Task brief —
Taking the line that contains "Target: shirt sleeve" as the start and the last line of the data as the end, repeat exactly every line in that span, but no pictures.

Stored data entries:
---+---
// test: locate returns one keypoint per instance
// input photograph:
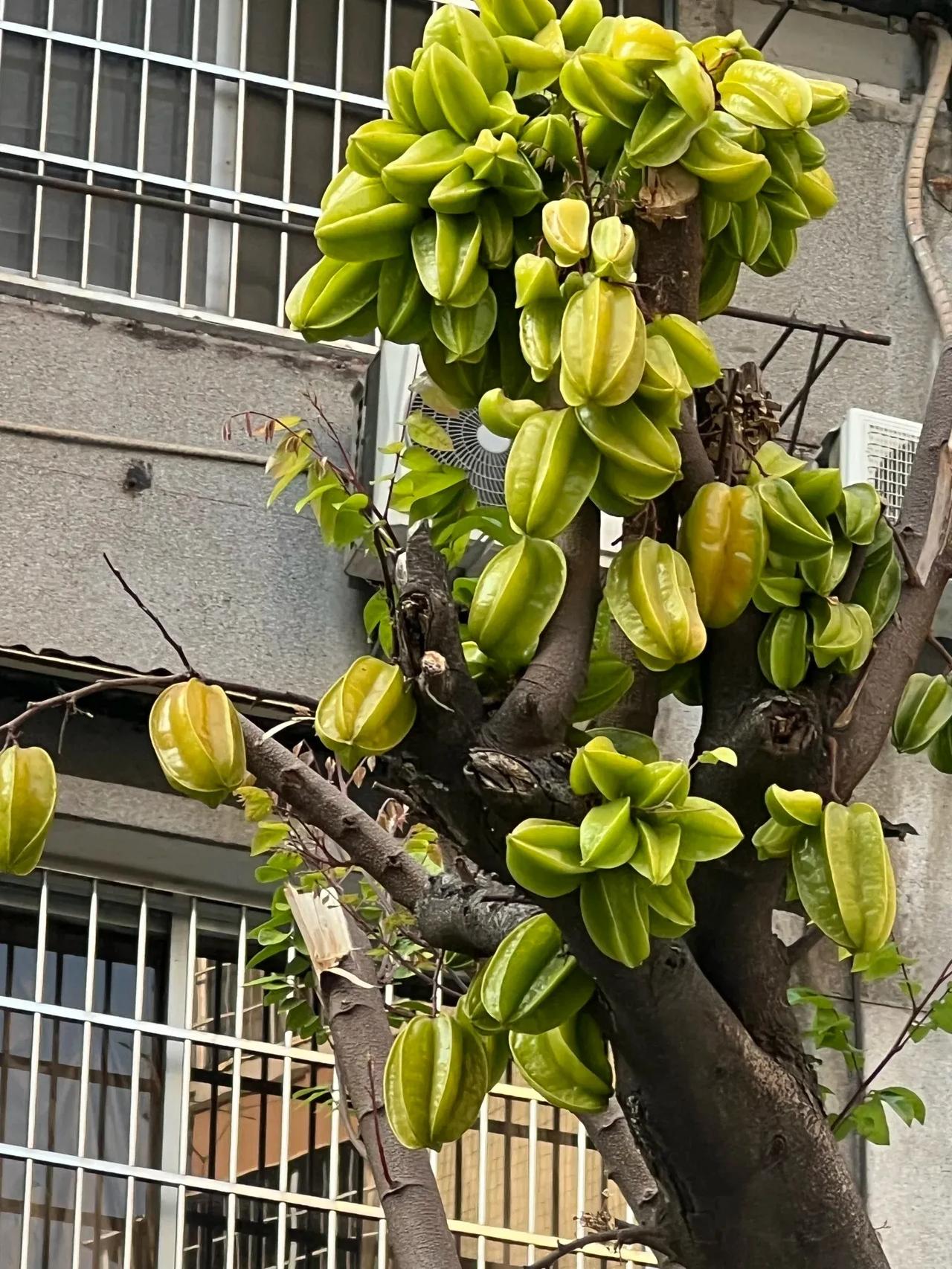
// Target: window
(239, 109)
(147, 1109)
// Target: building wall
(254, 595)
(856, 267)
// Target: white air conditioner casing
(878, 449)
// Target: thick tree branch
(318, 803)
(451, 913)
(418, 1234)
(537, 711)
(431, 652)
(623, 1235)
(612, 1136)
(696, 467)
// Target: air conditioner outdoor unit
(476, 449)
(878, 449)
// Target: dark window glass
(318, 41)
(363, 47)
(268, 25)
(21, 90)
(70, 95)
(123, 22)
(172, 27)
(75, 17)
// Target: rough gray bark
(418, 1235)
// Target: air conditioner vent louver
(878, 449)
(477, 451)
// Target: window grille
(147, 1109)
(239, 109)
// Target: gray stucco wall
(253, 594)
(856, 267)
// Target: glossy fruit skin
(844, 877)
(641, 458)
(368, 711)
(531, 984)
(567, 1065)
(549, 474)
(792, 527)
(434, 1082)
(602, 345)
(782, 649)
(565, 225)
(197, 738)
(652, 595)
(880, 587)
(923, 711)
(361, 221)
(691, 347)
(545, 857)
(842, 634)
(470, 1013)
(616, 915)
(765, 95)
(447, 251)
(724, 541)
(515, 597)
(860, 513)
(27, 805)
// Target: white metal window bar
(173, 260)
(187, 1148)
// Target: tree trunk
(418, 1235)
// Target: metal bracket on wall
(840, 336)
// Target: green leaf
(808, 997)
(882, 963)
(257, 803)
(420, 461)
(273, 938)
(908, 1105)
(376, 617)
(298, 1015)
(424, 848)
(428, 431)
(269, 835)
(941, 1013)
(463, 589)
(722, 754)
(869, 1121)
(280, 867)
(266, 954)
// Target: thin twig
(939, 647)
(437, 974)
(621, 1235)
(376, 1126)
(156, 621)
(846, 717)
(917, 1017)
(912, 573)
(70, 698)
(800, 947)
(583, 161)
(833, 751)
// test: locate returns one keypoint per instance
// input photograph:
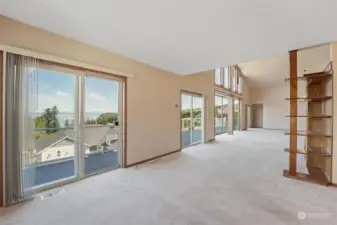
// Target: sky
(55, 88)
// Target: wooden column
(1, 125)
(333, 58)
(293, 112)
(230, 115)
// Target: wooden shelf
(310, 116)
(311, 151)
(313, 99)
(310, 134)
(310, 76)
(307, 178)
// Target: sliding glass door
(66, 124)
(191, 119)
(221, 114)
(54, 124)
(237, 112)
(101, 139)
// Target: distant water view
(63, 116)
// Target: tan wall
(333, 56)
(153, 95)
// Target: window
(217, 75)
(240, 85)
(236, 116)
(221, 114)
(226, 77)
(234, 80)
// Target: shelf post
(293, 113)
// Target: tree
(39, 122)
(106, 118)
(90, 121)
(50, 120)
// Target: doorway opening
(221, 114)
(192, 127)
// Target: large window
(226, 77)
(229, 78)
(221, 114)
(191, 119)
(217, 76)
(236, 116)
(234, 79)
(73, 120)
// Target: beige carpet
(234, 180)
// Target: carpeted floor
(234, 180)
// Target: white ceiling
(272, 71)
(185, 36)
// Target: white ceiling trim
(56, 59)
(187, 36)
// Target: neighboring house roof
(93, 135)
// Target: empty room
(168, 112)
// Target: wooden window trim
(1, 124)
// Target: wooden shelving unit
(317, 149)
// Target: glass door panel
(236, 114)
(197, 119)
(218, 115)
(101, 139)
(186, 120)
(224, 115)
(54, 126)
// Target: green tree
(39, 122)
(50, 119)
(106, 118)
(90, 121)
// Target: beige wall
(153, 95)
(333, 56)
(275, 107)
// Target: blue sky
(55, 88)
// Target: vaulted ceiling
(273, 71)
(184, 36)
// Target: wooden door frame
(1, 129)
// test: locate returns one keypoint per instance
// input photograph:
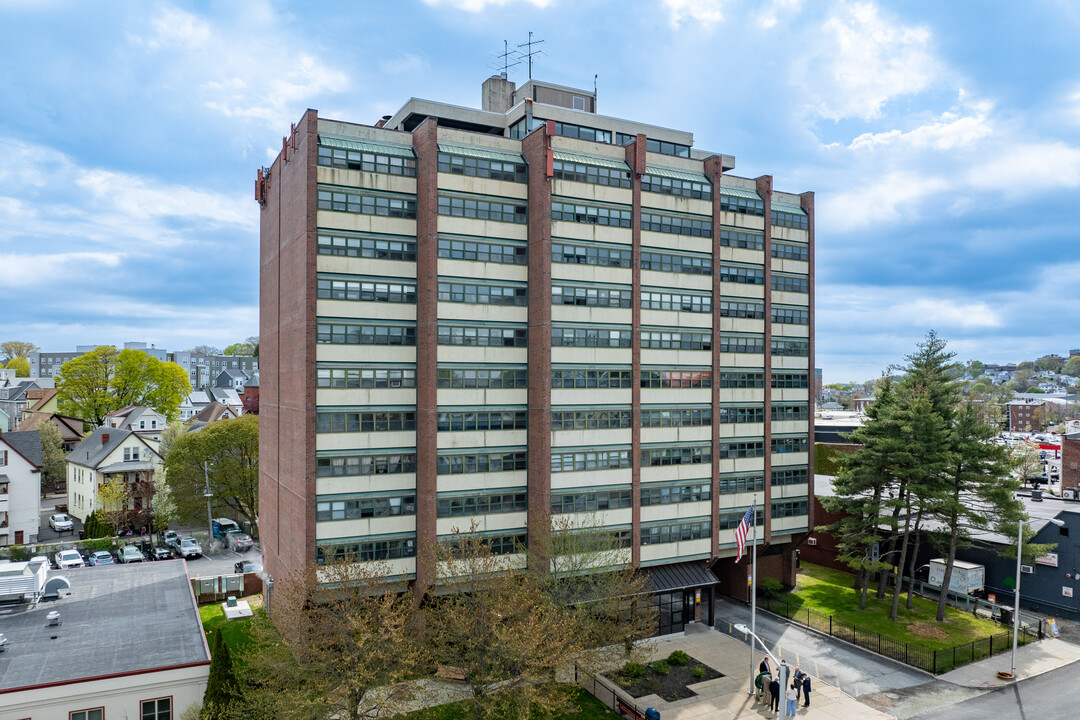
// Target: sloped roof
(26, 444)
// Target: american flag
(741, 533)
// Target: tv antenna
(505, 59)
(528, 52)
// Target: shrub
(769, 587)
(678, 659)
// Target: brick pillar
(714, 170)
(636, 160)
(806, 200)
(765, 189)
(536, 146)
(426, 145)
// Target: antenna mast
(528, 52)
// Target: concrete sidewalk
(726, 698)
(1031, 660)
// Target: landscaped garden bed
(667, 678)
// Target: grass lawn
(234, 633)
(829, 593)
(590, 709)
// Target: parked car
(188, 546)
(100, 557)
(239, 541)
(67, 559)
(130, 554)
(61, 522)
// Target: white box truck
(967, 576)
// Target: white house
(111, 454)
(129, 643)
(19, 487)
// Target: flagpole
(753, 589)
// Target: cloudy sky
(943, 140)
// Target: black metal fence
(932, 661)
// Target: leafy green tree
(104, 380)
(223, 690)
(21, 365)
(54, 469)
(13, 349)
(230, 450)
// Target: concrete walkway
(726, 698)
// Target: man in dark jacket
(774, 695)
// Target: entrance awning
(678, 576)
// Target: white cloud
(704, 12)
(477, 5)
(861, 60)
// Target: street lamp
(1020, 543)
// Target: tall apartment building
(529, 310)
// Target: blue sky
(942, 139)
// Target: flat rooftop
(113, 620)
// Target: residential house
(19, 487)
(147, 422)
(212, 412)
(112, 454)
(129, 644)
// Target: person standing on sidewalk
(793, 701)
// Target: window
(486, 504)
(485, 295)
(676, 456)
(616, 217)
(157, 709)
(365, 290)
(666, 340)
(692, 265)
(387, 463)
(483, 252)
(94, 714)
(469, 421)
(589, 337)
(676, 301)
(597, 255)
(505, 461)
(676, 225)
(364, 506)
(676, 417)
(590, 419)
(669, 186)
(483, 336)
(590, 501)
(594, 174)
(592, 296)
(355, 334)
(791, 252)
(676, 378)
(670, 493)
(483, 209)
(589, 460)
(590, 378)
(509, 171)
(353, 201)
(486, 377)
(367, 247)
(370, 161)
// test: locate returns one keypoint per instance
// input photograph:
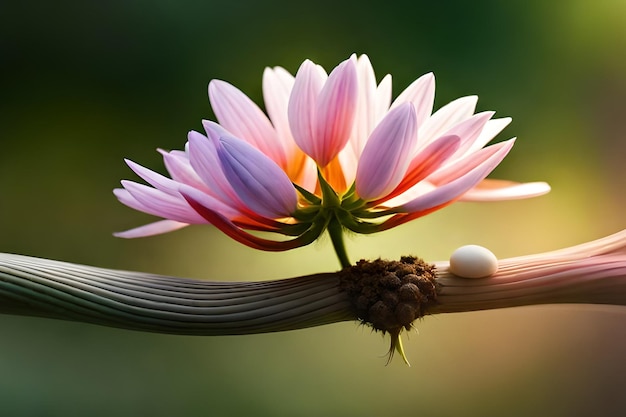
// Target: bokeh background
(85, 84)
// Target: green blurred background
(85, 84)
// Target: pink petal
(277, 86)
(469, 130)
(449, 115)
(462, 166)
(490, 130)
(302, 108)
(335, 112)
(385, 159)
(151, 229)
(178, 165)
(234, 232)
(261, 184)
(155, 179)
(383, 97)
(421, 93)
(156, 202)
(205, 162)
(451, 191)
(495, 190)
(365, 111)
(425, 163)
(243, 118)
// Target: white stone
(473, 261)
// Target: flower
(332, 152)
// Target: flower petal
(277, 86)
(385, 159)
(449, 115)
(241, 236)
(260, 184)
(205, 162)
(156, 202)
(302, 108)
(178, 166)
(151, 229)
(449, 192)
(421, 93)
(463, 165)
(495, 190)
(425, 163)
(335, 112)
(243, 118)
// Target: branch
(594, 272)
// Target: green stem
(335, 231)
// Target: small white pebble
(473, 261)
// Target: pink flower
(333, 151)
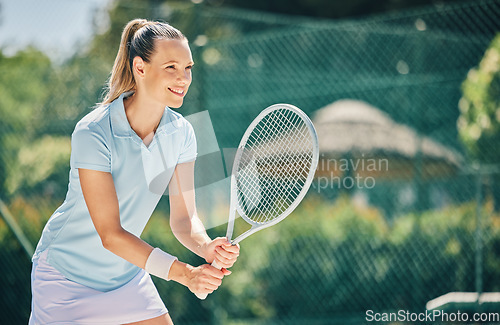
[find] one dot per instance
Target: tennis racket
(272, 170)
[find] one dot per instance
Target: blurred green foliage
(326, 258)
(479, 122)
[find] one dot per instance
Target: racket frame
(234, 206)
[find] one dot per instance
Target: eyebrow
(173, 61)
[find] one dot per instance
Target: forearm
(191, 233)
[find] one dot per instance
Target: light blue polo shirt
(103, 140)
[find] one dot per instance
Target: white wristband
(159, 263)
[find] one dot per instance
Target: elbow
(109, 239)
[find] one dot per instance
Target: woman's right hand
(204, 279)
(201, 279)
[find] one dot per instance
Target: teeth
(178, 91)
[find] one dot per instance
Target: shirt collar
(121, 127)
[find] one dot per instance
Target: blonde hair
(137, 40)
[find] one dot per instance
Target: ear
(138, 67)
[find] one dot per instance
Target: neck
(143, 115)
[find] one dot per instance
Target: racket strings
(275, 165)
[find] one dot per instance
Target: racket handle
(202, 296)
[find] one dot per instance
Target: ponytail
(137, 40)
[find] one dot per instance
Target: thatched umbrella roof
(357, 129)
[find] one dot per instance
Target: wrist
(159, 263)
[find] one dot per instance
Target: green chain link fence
(424, 223)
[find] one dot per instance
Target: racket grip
(202, 296)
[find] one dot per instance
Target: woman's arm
(99, 192)
(186, 225)
(100, 195)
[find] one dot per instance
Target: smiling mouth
(177, 91)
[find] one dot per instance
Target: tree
(479, 121)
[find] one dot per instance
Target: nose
(184, 77)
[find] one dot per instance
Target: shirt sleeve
(189, 150)
(89, 149)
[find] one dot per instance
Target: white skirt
(57, 300)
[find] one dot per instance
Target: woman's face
(168, 74)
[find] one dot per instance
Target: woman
(90, 266)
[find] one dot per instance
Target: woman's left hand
(222, 251)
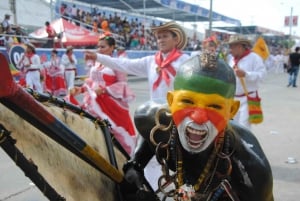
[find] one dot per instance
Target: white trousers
(70, 78)
(242, 116)
(33, 80)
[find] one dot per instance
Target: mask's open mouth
(195, 137)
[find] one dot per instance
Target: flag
---+---
Task solution —
Target: shirt sleeve
(189, 150)
(89, 149)
[find] one dot per instance
Target: white skirt
(57, 300)
[find] one dot per instance
Target: woman's face
(168, 74)
[find] one dot per instance
Target: woman
(90, 266)
[find] one dot per instance
Target: woman's left hand
(222, 251)
[find] one dot per instance
Target: white trousers
(70, 78)
(242, 116)
(33, 80)
[find] one dot per instance
Target: mask's open mouth
(195, 137)
[find] one dot per instance
Target: flag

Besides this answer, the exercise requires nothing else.